§ SET PROBLEM: Update the records below by swapping every "bounding box" for "enclosing rectangle" and keeping everything else unchanged, with the pictures left out of your answer.

□ □ □

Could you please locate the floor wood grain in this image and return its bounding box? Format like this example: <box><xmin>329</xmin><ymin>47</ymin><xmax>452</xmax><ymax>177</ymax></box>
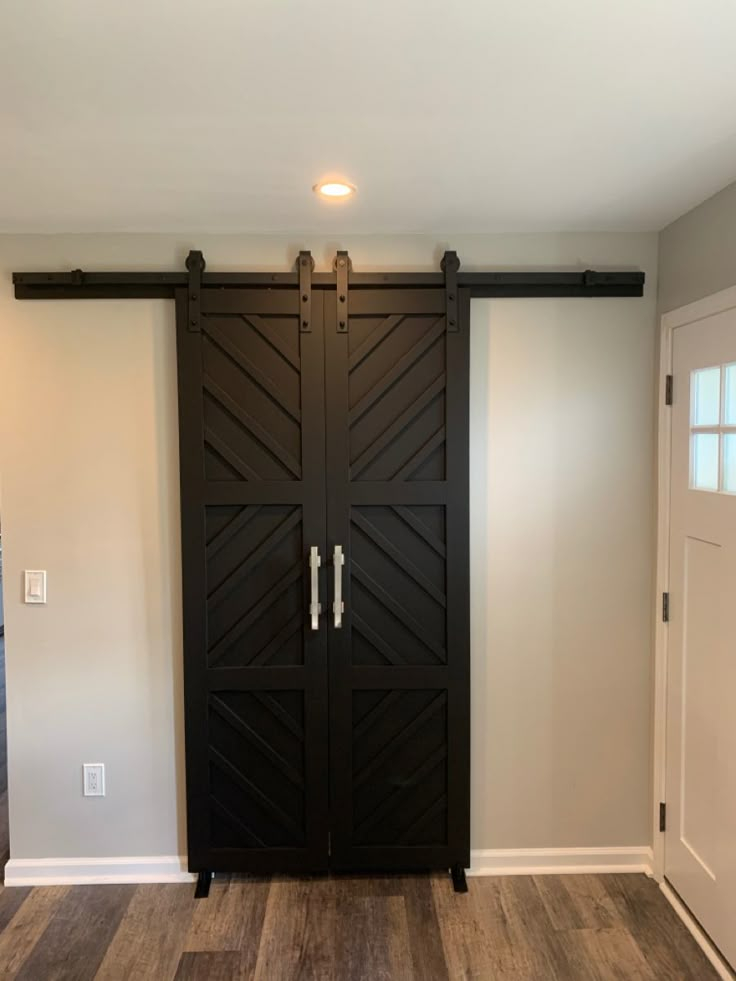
<box><xmin>0</xmin><ymin>875</ymin><xmax>717</xmax><ymax>981</ymax></box>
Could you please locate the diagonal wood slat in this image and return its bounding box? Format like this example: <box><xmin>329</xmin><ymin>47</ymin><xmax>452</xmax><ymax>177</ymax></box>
<box><xmin>251</xmin><ymin>691</ymin><xmax>304</xmax><ymax>742</ymax></box>
<box><xmin>207</xmin><ymin>504</ymin><xmax>262</xmax><ymax>559</ymax></box>
<box><xmin>350</xmin><ymin>372</ymin><xmax>446</xmax><ymax>480</ymax></box>
<box><xmin>241</xmin><ymin>313</ymin><xmax>299</xmax><ymax>373</ymax></box>
<box><xmin>249</xmin><ymin>613</ymin><xmax>303</xmax><ymax>665</ymax></box>
<box><xmin>202</xmin><ymin>375</ymin><xmax>302</xmax><ymax>479</ymax></box>
<box><xmin>209</xmin><ymin>563</ymin><xmax>302</xmax><ymax>667</ymax></box>
<box><xmin>351</xmin><ymin>560</ymin><xmax>445</xmax><ymax>664</ymax></box>
<box><xmin>353</xmin><ymin>689</ymin><xmax>401</xmax><ymax>739</ymax></box>
<box><xmin>350</xmin><ymin>510</ymin><xmax>447</xmax><ymax>608</ymax></box>
<box><xmin>348</xmin><ymin>314</ymin><xmax>406</xmax><ymax>372</ymax></box>
<box><xmin>353</xmin><ymin>691</ymin><xmax>447</xmax><ymax>788</ymax></box>
<box><xmin>206</xmin><ymin>323</ymin><xmax>301</xmax><ymax>424</ymax></box>
<box><xmin>207</xmin><ymin>508</ymin><xmax>302</xmax><ymax>610</ymax></box>
<box><xmin>391</xmin><ymin>426</ymin><xmax>445</xmax><ymax>480</ymax></box>
<box><xmin>352</xmin><ymin>610</ymin><xmax>406</xmax><ymax>664</ymax></box>
<box><xmin>355</xmin><ymin>746</ymin><xmax>447</xmax><ymax>837</ymax></box>
<box><xmin>210</xmin><ymin>794</ymin><xmax>266</xmax><ymax>848</ymax></box>
<box><xmin>209</xmin><ymin>746</ymin><xmax>303</xmax><ymax>839</ymax></box>
<box><xmin>348</xmin><ymin>318</ymin><xmax>445</xmax><ymax>426</ymax></box>
<box><xmin>210</xmin><ymin>695</ymin><xmax>304</xmax><ymax>790</ymax></box>
<box><xmin>392</xmin><ymin>505</ymin><xmax>447</xmax><ymax>559</ymax></box>
<box><xmin>204</xmin><ymin>426</ymin><xmax>258</xmax><ymax>480</ymax></box>
<box><xmin>398</xmin><ymin>792</ymin><xmax>447</xmax><ymax>845</ymax></box>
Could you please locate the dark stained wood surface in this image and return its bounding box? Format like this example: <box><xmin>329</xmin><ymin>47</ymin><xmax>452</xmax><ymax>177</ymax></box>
<box><xmin>0</xmin><ymin>875</ymin><xmax>717</xmax><ymax>981</ymax></box>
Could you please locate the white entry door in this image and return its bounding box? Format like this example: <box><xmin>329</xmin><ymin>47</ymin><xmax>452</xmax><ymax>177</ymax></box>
<box><xmin>665</xmin><ymin>309</ymin><xmax>736</xmax><ymax>965</ymax></box>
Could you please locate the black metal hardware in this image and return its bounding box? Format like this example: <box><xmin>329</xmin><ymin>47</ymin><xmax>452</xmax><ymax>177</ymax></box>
<box><xmin>440</xmin><ymin>252</ymin><xmax>460</xmax><ymax>333</ymax></box>
<box><xmin>332</xmin><ymin>252</ymin><xmax>353</xmax><ymax>334</ymax></box>
<box><xmin>185</xmin><ymin>249</ymin><xmax>206</xmax><ymax>331</ymax></box>
<box><xmin>194</xmin><ymin>872</ymin><xmax>212</xmax><ymax>899</ymax></box>
<box><xmin>296</xmin><ymin>251</ymin><xmax>314</xmax><ymax>334</ymax></box>
<box><xmin>13</xmin><ymin>260</ymin><xmax>645</xmax><ymax>300</ymax></box>
<box><xmin>450</xmin><ymin>863</ymin><xmax>468</xmax><ymax>892</ymax></box>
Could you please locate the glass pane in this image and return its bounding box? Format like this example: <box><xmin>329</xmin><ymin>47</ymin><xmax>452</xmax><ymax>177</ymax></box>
<box><xmin>723</xmin><ymin>364</ymin><xmax>736</xmax><ymax>426</ymax></box>
<box><xmin>690</xmin><ymin>368</ymin><xmax>721</xmax><ymax>426</ymax></box>
<box><xmin>690</xmin><ymin>433</ymin><xmax>720</xmax><ymax>490</ymax></box>
<box><xmin>723</xmin><ymin>433</ymin><xmax>736</xmax><ymax>494</ymax></box>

□ □ □

§ FINAL RESULT:
Could you please locate the floor wood grain in this image and return its enclosing rectangle? Format like this example: <box><xmin>329</xmin><ymin>47</ymin><xmax>452</xmax><ymax>177</ymax></box>
<box><xmin>0</xmin><ymin>875</ymin><xmax>717</xmax><ymax>981</ymax></box>
Could you please locate the diagonal wood slat in this image and return its enclosing rectangle? Format like this example: <box><xmin>329</xmin><ymin>47</ymin><xmax>452</xmax><ymax>177</ymax></box>
<box><xmin>251</xmin><ymin>691</ymin><xmax>304</xmax><ymax>742</ymax></box>
<box><xmin>207</xmin><ymin>504</ymin><xmax>262</xmax><ymax>559</ymax></box>
<box><xmin>350</xmin><ymin>372</ymin><xmax>446</xmax><ymax>480</ymax></box>
<box><xmin>241</xmin><ymin>313</ymin><xmax>299</xmax><ymax>373</ymax></box>
<box><xmin>249</xmin><ymin>613</ymin><xmax>303</xmax><ymax>665</ymax></box>
<box><xmin>202</xmin><ymin>375</ymin><xmax>302</xmax><ymax>479</ymax></box>
<box><xmin>209</xmin><ymin>563</ymin><xmax>302</xmax><ymax>667</ymax></box>
<box><xmin>351</xmin><ymin>560</ymin><xmax>445</xmax><ymax>664</ymax></box>
<box><xmin>353</xmin><ymin>689</ymin><xmax>401</xmax><ymax>739</ymax></box>
<box><xmin>350</xmin><ymin>510</ymin><xmax>447</xmax><ymax>608</ymax></box>
<box><xmin>348</xmin><ymin>314</ymin><xmax>406</xmax><ymax>372</ymax></box>
<box><xmin>353</xmin><ymin>691</ymin><xmax>447</xmax><ymax>788</ymax></box>
<box><xmin>206</xmin><ymin>323</ymin><xmax>301</xmax><ymax>424</ymax></box>
<box><xmin>207</xmin><ymin>508</ymin><xmax>302</xmax><ymax>610</ymax></box>
<box><xmin>391</xmin><ymin>426</ymin><xmax>445</xmax><ymax>480</ymax></box>
<box><xmin>352</xmin><ymin>610</ymin><xmax>406</xmax><ymax>664</ymax></box>
<box><xmin>355</xmin><ymin>746</ymin><xmax>447</xmax><ymax>837</ymax></box>
<box><xmin>210</xmin><ymin>794</ymin><xmax>266</xmax><ymax>848</ymax></box>
<box><xmin>209</xmin><ymin>746</ymin><xmax>303</xmax><ymax>839</ymax></box>
<box><xmin>348</xmin><ymin>318</ymin><xmax>445</xmax><ymax>426</ymax></box>
<box><xmin>210</xmin><ymin>695</ymin><xmax>304</xmax><ymax>790</ymax></box>
<box><xmin>392</xmin><ymin>505</ymin><xmax>447</xmax><ymax>559</ymax></box>
<box><xmin>204</xmin><ymin>426</ymin><xmax>258</xmax><ymax>480</ymax></box>
<box><xmin>398</xmin><ymin>792</ymin><xmax>447</xmax><ymax>845</ymax></box>
Could you please locate the dark stained wood surface in this image and return its enclosing rectangle? Format like this example: <box><xmin>329</xmin><ymin>47</ymin><xmax>452</xmax><ymax>177</ymax></box>
<box><xmin>0</xmin><ymin>875</ymin><xmax>717</xmax><ymax>981</ymax></box>
Could you please locate the white entry door in this image and return its enclosing rectangle? Format like this example: <box><xmin>329</xmin><ymin>47</ymin><xmax>452</xmax><ymax>177</ymax></box>
<box><xmin>665</xmin><ymin>309</ymin><xmax>736</xmax><ymax>965</ymax></box>
Could you please locate the black metal hardware in this image and return its enclosing rectangle? Format like this example: <box><xmin>329</xmin><ymin>47</ymin><xmax>452</xmax><ymax>177</ymax></box>
<box><xmin>440</xmin><ymin>252</ymin><xmax>460</xmax><ymax>333</ymax></box>
<box><xmin>332</xmin><ymin>252</ymin><xmax>353</xmax><ymax>334</ymax></box>
<box><xmin>185</xmin><ymin>249</ymin><xmax>206</xmax><ymax>331</ymax></box>
<box><xmin>194</xmin><ymin>872</ymin><xmax>212</xmax><ymax>899</ymax></box>
<box><xmin>296</xmin><ymin>251</ymin><xmax>314</xmax><ymax>334</ymax></box>
<box><xmin>13</xmin><ymin>260</ymin><xmax>645</xmax><ymax>300</ymax></box>
<box><xmin>450</xmin><ymin>863</ymin><xmax>468</xmax><ymax>892</ymax></box>
Could you please locate the glass pane in this image and return its enclosing rectangle? Format like this example: <box><xmin>329</xmin><ymin>47</ymin><xmax>452</xmax><ymax>177</ymax></box>
<box><xmin>723</xmin><ymin>364</ymin><xmax>736</xmax><ymax>426</ymax></box>
<box><xmin>690</xmin><ymin>368</ymin><xmax>721</xmax><ymax>426</ymax></box>
<box><xmin>690</xmin><ymin>433</ymin><xmax>720</xmax><ymax>490</ymax></box>
<box><xmin>723</xmin><ymin>433</ymin><xmax>736</xmax><ymax>494</ymax></box>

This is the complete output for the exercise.